Write out, word for word, the part of the listing below that opens with the line containing "Given the screenshot above, where exactly is the boulder" and closes with the line containing "the distant coastline?", keeping both of those lines and adding no others.

....

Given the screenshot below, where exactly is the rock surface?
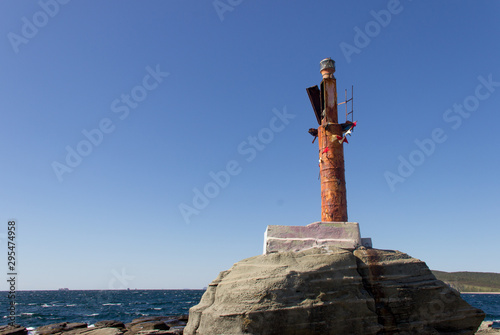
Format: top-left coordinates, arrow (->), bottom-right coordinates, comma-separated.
36,323 -> 88,335
62,328 -> 123,335
184,247 -> 485,335
93,321 -> 125,329
477,321 -> 500,334
0,325 -> 27,335
26,317 -> 186,335
124,321 -> 169,335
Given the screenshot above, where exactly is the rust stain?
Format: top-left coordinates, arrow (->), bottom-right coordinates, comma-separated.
362,249 -> 398,334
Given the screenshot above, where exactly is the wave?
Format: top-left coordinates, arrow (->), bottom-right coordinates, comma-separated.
1,289 -> 251,327
41,303 -> 64,308
3,313 -> 42,319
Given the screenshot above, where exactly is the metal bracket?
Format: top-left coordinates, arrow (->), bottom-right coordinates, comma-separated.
338,85 -> 354,123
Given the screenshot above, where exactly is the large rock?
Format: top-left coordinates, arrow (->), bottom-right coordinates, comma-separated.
354,248 -> 485,334
126,317 -> 174,327
94,321 -> 125,329
63,328 -> 123,335
0,325 -> 27,335
184,247 -> 485,335
124,321 -> 169,335
36,323 -> 88,335
476,321 -> 500,334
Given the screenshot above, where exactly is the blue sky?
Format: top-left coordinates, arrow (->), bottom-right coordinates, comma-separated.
0,0 -> 499,290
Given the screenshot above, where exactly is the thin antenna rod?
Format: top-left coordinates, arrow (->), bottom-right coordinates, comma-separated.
345,88 -> 348,122
351,85 -> 354,122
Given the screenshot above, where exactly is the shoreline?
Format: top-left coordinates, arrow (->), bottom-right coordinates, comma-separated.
462,292 -> 500,294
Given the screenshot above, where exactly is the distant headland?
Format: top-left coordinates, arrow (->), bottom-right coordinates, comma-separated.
432,270 -> 500,293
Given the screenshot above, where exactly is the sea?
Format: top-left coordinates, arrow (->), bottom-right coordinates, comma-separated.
0,290 -> 204,328
0,290 -> 498,329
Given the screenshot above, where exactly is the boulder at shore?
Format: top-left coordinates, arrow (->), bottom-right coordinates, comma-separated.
184,247 -> 485,335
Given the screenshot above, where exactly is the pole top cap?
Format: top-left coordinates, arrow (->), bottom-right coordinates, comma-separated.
320,58 -> 335,79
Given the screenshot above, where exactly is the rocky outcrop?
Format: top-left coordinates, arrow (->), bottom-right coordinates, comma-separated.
477,321 -> 500,334
0,325 -> 27,335
29,317 -> 186,335
124,321 -> 169,335
61,328 -> 123,335
36,323 -> 88,335
184,247 -> 485,335
354,248 -> 485,334
124,316 -> 187,335
93,321 -> 125,330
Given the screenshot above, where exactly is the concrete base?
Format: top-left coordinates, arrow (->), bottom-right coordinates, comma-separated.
361,237 -> 373,248
264,222 -> 366,254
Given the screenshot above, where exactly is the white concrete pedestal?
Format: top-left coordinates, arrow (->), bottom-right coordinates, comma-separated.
264,221 -> 372,254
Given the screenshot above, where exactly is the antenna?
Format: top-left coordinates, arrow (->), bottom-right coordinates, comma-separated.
338,85 -> 354,123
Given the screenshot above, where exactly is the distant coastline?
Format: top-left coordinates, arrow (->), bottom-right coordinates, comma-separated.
462,292 -> 500,295
432,270 -> 500,294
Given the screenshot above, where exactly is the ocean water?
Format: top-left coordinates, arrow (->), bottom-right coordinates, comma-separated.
462,294 -> 500,322
1,290 -> 204,328
0,290 -> 498,328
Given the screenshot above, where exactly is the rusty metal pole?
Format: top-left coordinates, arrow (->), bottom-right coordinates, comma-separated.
318,59 -> 348,222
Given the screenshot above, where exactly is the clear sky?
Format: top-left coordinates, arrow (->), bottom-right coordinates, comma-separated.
0,0 -> 499,290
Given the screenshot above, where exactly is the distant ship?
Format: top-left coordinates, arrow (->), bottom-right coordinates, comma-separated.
58,288 -> 69,291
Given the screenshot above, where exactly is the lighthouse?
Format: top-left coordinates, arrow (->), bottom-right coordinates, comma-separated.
263,58 -> 370,254
315,58 -> 349,222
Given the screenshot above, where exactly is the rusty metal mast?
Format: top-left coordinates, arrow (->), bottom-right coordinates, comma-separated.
307,58 -> 349,222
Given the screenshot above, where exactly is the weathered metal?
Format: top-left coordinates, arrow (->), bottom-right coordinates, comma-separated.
320,58 -> 335,77
306,86 -> 322,125
317,69 -> 348,222
338,85 -> 354,123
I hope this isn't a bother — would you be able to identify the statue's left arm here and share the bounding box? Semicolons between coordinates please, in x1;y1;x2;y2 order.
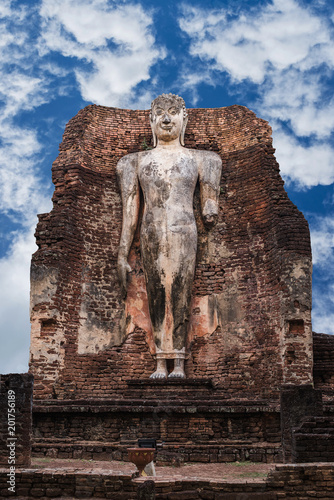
198;151;222;226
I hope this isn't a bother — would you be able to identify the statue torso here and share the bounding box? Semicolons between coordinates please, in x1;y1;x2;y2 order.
138;147;199;231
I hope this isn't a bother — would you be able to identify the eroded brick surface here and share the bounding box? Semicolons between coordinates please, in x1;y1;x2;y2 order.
313;333;334;389
292;416;334;462
31;396;282;463
29;105;313;400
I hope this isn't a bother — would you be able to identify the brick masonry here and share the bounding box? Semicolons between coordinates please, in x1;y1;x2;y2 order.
0;374;33;467
29;104;313;401
31;396;282;464
0;464;334;498
313;332;334;389
280;385;323;463
292;416;334;463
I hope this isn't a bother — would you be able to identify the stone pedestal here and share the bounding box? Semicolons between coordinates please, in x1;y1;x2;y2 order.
32;380;282;464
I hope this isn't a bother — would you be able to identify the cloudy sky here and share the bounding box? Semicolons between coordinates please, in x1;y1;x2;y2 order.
1;0;333;373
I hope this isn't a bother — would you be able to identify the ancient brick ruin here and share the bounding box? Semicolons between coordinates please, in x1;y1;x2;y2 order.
29;104;313;398
1;463;334;498
27;104;334;465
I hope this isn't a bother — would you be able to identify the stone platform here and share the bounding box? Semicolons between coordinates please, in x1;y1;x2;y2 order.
32;383;282;465
1;459;334;498
31;379;334;466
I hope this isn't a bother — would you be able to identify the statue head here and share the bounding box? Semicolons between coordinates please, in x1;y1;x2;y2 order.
150;93;188;147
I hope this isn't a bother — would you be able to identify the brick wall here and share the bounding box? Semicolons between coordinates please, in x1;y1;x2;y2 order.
292;416;334;462
280;385;323;463
313;332;334;388
0;464;333;498
31;397;282;464
0;374;33;467
29;104;313;400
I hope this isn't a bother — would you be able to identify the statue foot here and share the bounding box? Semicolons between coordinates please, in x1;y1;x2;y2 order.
168;358;185;378
150;369;167;379
150;358;167;379
168;367;185;378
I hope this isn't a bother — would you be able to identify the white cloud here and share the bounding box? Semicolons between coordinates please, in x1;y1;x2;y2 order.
310;216;334;334
40;1;153;50
0;0;11;18
180;0;331;84
310;216;334;267
75;50;154;106
179;0;334;189
259;69;334;139
272;127;334;188
0;120;52;223
0;228;36;373
0;72;47;118
312;298;334;335
39;0;165;107
0;1;54;373
0;4;53;226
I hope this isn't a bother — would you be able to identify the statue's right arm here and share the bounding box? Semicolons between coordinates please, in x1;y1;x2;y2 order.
116;154;140;299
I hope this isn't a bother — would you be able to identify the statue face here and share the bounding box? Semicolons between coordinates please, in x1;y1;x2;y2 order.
150;101;184;143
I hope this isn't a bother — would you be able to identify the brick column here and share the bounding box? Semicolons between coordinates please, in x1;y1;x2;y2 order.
280;384;322;463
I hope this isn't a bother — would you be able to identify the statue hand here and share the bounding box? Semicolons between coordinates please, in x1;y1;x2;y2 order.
203;213;218;227
203;199;218;228
117;257;131;299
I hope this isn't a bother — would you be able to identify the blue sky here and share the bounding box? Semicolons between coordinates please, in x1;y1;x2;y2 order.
1;0;334;373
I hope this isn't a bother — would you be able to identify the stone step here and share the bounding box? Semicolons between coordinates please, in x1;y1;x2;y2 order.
32;439;282;464
33;398;279;413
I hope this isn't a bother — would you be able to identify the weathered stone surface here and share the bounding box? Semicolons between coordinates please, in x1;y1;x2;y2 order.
117;94;222;378
29;103;313;400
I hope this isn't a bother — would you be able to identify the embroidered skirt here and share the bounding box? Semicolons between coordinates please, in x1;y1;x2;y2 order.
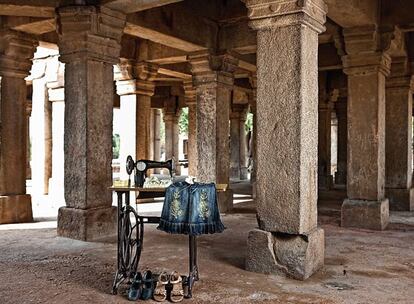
157;182;225;235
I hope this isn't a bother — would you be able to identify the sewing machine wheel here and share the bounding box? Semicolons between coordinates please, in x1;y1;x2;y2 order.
126;155;135;175
136;161;146;171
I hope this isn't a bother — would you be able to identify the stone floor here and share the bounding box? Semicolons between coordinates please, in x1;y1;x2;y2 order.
0;209;413;304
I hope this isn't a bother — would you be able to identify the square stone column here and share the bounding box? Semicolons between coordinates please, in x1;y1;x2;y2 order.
56;6;126;241
249;75;257;198
385;65;414;211
163;109;181;175
341;26;392;230
244;0;327;280
0;30;37;224
116;60;158;161
184;80;198;177
334;97;347;185
230;105;249;180
189;52;237;212
318;101;334;190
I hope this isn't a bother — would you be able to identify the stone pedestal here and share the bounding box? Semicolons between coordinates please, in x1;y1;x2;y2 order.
341;199;389;230
246;228;324;280
334;98;347;185
190;52;237;212
244;0;327;279
0;30;37;224
57;6;125;241
341;26;391;230
385;73;414;211
58;206;117;241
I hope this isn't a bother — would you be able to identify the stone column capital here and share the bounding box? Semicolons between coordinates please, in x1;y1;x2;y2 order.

....

**Solved exercise**
Given the screenshot above, where exactly is the boulder at shore?
Format: top-left coordinates, arrow (->), bottom-right coordinates, comma-separated.
184,247 -> 485,335
Given the screenshot above, where exactly is the pole top cap?
Format: top-left coordinates, arrow (->), bottom-right coordinates, comma-separated.
320,58 -> 335,79
Given the screenshot above, where exactly is the rocky outcrop?
Format: top-left coordinates, arrow (->), bottom-right coordinates, comma-separated.
477,321 -> 500,334
0,325 -> 27,335
29,317 -> 186,335
124,321 -> 169,335
61,328 -> 123,335
36,323 -> 88,335
184,247 -> 485,335
354,248 -> 485,334
124,316 -> 187,335
93,321 -> 125,330
Given the screenshot above, where exactly is the concrete base?
Format: top-left coordinates, arrow (->), bottom-right coordinates, comma-separated.
361,237 -> 373,248
264,222 -> 366,254
Given the screenshot above, where exactly is the white concrete pedestal?
Format: top-left coordinates, arrow (->), bottom-right coordinates, comma-separated.
264,221 -> 372,254
Given the screenshot above, where exactly is the antenna?
Format: top-left coordinates, arrow (->), bottom-right coordinates, comma-separated.
338,85 -> 354,123
Given the screenshot above, where exactly is the distant coastline?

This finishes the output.